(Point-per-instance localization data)

***

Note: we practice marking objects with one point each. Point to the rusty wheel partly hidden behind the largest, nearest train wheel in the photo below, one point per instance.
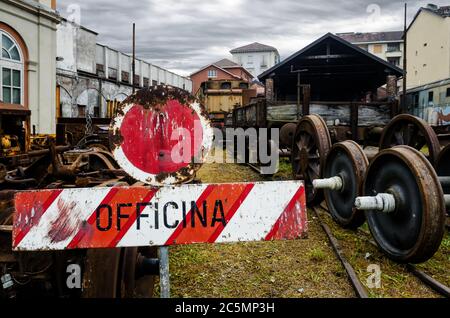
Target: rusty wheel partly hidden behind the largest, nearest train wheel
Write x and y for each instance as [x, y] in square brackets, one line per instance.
[411, 131]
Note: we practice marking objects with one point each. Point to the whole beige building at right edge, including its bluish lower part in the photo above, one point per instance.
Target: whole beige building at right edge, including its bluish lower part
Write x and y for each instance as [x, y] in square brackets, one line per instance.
[428, 53]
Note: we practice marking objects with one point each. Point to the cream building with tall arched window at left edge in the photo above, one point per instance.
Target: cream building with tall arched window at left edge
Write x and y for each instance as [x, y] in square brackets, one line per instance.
[28, 64]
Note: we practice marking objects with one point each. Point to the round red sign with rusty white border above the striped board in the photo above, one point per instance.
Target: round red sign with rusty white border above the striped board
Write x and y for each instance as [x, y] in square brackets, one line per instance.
[160, 135]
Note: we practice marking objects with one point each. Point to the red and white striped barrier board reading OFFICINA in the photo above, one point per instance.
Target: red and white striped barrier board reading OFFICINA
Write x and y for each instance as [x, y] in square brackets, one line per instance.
[143, 216]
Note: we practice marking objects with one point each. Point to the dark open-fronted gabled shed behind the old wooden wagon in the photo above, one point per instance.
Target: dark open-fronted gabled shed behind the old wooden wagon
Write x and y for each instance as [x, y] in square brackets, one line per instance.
[336, 70]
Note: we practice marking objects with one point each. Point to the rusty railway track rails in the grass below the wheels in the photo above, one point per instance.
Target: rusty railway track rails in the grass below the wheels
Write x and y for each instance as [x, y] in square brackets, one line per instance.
[432, 283]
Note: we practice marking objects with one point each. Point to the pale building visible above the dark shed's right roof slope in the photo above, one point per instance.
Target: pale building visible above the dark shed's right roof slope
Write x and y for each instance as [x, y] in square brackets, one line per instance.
[385, 45]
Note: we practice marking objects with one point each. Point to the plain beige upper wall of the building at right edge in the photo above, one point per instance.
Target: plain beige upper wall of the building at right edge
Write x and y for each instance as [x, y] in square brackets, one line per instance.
[428, 51]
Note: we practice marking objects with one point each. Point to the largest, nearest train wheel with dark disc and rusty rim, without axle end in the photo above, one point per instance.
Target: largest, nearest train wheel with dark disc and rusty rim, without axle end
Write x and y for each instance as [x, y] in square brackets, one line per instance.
[414, 231]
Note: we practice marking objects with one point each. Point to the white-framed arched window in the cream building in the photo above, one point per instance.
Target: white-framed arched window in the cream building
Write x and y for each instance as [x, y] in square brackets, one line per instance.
[11, 71]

***

(Aim of the task)
All that belongs in your answer is the stretch of entries above from the line with "Target: rusty railway" through the line with "to the plain", printed exactly.

(Task result)
Target: rusty railway track rails in the grass below the wheels
Write x and y for each instance as [x, y] in square brackets, one line per instance.
[432, 283]
Note: we practice marking objects with one point each. Point to the pale building visible above the dark shed's right roof slope in the photo above, one point per instance.
Target: pale building visible above the dark shed's right roof slope
Write x and y for each instance as [x, y] in square brackets, one line per instance.
[385, 45]
Note: we practice marking objects with one point each. Point to the plain beige upper wall of the building at right edge in the photo above, one point per instance.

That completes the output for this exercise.